*Work to complete*: When the string "tail" is part of a line in the data below, report the whole line.

Data extracted from a collection:
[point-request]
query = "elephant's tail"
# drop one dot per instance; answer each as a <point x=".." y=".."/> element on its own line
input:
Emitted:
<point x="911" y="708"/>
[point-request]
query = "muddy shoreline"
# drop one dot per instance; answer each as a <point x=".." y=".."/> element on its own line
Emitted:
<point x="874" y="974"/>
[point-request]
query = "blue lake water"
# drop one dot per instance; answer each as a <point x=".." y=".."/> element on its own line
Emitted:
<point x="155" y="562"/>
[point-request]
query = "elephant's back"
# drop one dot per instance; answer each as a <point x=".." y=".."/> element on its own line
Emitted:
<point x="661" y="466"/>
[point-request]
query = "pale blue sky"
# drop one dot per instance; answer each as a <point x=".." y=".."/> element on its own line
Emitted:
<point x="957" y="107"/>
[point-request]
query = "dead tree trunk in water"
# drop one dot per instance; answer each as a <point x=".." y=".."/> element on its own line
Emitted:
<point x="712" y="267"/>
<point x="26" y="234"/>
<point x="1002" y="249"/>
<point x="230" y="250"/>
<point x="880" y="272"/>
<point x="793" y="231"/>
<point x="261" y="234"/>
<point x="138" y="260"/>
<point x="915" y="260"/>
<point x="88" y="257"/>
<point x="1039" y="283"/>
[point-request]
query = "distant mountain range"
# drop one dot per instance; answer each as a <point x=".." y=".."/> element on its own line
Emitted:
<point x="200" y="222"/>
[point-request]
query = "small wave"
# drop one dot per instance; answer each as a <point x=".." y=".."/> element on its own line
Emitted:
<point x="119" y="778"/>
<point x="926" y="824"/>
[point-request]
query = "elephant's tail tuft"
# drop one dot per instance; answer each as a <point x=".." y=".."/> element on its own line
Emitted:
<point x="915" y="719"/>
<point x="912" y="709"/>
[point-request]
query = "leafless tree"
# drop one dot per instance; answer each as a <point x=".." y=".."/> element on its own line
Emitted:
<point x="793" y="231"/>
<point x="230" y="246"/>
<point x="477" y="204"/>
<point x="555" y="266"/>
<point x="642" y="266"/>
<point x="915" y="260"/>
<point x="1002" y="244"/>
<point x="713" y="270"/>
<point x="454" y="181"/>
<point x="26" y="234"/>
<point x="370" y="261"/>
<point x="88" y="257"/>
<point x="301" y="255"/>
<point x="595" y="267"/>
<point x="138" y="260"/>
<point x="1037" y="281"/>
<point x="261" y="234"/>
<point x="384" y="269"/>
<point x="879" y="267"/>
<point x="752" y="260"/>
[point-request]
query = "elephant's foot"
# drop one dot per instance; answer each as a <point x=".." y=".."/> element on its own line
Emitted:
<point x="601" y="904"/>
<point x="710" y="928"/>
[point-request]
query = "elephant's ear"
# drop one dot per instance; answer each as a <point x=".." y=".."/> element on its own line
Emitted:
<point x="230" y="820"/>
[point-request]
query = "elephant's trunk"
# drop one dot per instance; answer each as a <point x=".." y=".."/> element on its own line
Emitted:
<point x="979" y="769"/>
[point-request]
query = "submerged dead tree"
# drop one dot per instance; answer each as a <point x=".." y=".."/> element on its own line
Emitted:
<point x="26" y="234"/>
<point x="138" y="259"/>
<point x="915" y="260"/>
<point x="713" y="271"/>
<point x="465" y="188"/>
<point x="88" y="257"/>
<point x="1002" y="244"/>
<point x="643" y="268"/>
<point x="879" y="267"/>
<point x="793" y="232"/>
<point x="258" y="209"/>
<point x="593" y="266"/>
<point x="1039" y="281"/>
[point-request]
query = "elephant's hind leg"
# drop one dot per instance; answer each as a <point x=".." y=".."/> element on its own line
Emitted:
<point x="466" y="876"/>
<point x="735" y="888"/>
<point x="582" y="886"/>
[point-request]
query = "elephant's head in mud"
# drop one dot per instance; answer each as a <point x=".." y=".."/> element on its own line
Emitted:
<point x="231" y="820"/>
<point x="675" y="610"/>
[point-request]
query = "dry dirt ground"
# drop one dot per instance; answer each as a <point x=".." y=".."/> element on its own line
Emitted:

*Answer to this task*:
query = "elephant's tail"
query = "elephant's tail tuft"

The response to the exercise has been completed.